Aufgabe a » Gib den Abschnitt aus dem Text über das Kraftwerk Finkenheerd wortgetreu wieder, beginnend bei „Julian-Dakota Bock“ und endend bei „mit Strom versorgte.“.

Vorliegender Text »
•••

Kraftwerk Finkenheerd

Julian-Dakota Bock

Bis in das frühe 20. Jahrhundert stagnierte der Ausbau der Energieversorgung in der Provinz Brandenburg auf einem sehr geringen Niveau. Dies war v.a. in der östlichen Hälfte der Provinz deutlich zu spüren. Um dieser Problematik Abhilfe zu schaffen, hatte die „Allgemeine Elektrizitätsgesellschaft“ (AEG) im Jahr 1909 zusammen mit der Elektro-Bank Zürich die „Märkischen Elektrizitätswerke“ (MEW) mit einem Kapital von 2 Millionen Reichsmark gegründet. Eines der ersten Projekte der MEW war der Bau des Kraftwerkes Heegermühle in Eberswalde gewesen, welches die Kreise Ober- und Niederbarnim mit Strom versorgte.

Nicht nur weitete sich das Versorgungsgebiet der MEW kontinuierlich aus, auch der allgemeine Stromverbrauch stieg in der Zeit des Ersten Weltkrieges merklich an. Um der unzureichenden Versorgungslage entgegenzukommen, hatte die Provinz Brandenburg im Jahr 1916 daher 7/12 der AEG-Aktien gekauft. Nach Ende des Krieges wurde die Provinz im Jahr 1920 schließlich alleiniger Eigentümer des MEW. Umgehend begann man mit der Planung & Konzeption eines weiteren Kraftwerkes auf Braunkohlenbasis.

•••

Übungsmaterial »
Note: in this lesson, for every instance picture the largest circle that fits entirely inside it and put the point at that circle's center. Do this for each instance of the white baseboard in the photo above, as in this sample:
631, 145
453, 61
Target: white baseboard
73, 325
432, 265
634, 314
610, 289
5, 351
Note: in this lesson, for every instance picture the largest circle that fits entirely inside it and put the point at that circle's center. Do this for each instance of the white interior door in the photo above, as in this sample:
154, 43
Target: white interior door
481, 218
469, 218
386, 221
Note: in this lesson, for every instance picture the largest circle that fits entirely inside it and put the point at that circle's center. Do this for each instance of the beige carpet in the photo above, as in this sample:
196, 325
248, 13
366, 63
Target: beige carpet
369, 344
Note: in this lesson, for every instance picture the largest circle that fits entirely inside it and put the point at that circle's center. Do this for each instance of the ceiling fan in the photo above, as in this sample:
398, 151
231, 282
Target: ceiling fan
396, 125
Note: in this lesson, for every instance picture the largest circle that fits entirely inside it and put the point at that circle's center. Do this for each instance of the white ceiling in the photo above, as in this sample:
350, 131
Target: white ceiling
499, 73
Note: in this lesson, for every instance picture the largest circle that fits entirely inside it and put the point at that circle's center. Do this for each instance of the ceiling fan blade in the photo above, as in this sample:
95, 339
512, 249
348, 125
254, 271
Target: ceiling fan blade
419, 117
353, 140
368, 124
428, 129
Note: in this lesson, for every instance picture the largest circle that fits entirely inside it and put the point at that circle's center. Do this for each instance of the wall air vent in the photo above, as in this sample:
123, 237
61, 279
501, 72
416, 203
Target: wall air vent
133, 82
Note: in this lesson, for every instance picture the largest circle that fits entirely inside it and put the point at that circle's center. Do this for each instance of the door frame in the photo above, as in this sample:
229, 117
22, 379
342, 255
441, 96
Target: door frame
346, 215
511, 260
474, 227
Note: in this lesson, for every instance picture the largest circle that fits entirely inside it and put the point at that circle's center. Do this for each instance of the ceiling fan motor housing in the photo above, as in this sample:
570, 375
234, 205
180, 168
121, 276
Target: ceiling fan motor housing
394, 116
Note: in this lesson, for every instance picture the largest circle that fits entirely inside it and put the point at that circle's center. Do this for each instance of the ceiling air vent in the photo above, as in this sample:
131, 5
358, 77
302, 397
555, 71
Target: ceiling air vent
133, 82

•••

Aufgabe b » Nenne ausschließlich die Anzahl der Zeilen in den Datensätzen, die die Zeichenfolge „vent“ enthalten. Dabei zählt die Groß- und Kleinschreibung.

Schriftliche Antwort a »
Julian-Dakota Bock

Bis in das frühe 20. Jahrhundert stagnierte der Ausbau der Energieversorgung in der Provinz Brandenburg auf einem sehr geringen Niveau. Dies war v.a. in der östlichen Hälfte der Provinz deutlich zu spüren. Um dieser Problematik Abhilfe zu schaffen, hatte die „Allgemeine Elektrizitätsgesellschaft“ (AEG) im Jahr 1909 zusammen mit der Elektro-Bank Zürich die „Märkischen Elektrizitätswerke“ (MEW) mit einem Kapital von 2 Millionen Reichsmark gegründet. Eines der ersten Projekte der MEW war der Bau des Kraftwerkes Heegermühle in Eberswalde gewesen, welches die Kreise Ober- und Niederbarnim mit Strom versorgte.

Schriftliche Antwort b » 4